**** SOURCE DATA ****
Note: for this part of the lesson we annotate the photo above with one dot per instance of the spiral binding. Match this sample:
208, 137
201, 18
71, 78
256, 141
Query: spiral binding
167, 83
****
**** SOURCE DATA ****
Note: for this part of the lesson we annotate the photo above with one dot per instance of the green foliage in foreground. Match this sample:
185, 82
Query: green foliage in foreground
****
- [WHAT THIS TASK INVOLVES] Report how many lines of the items above contain the word "spiral", giving only the number.

- [EXERCISE RESULT] 2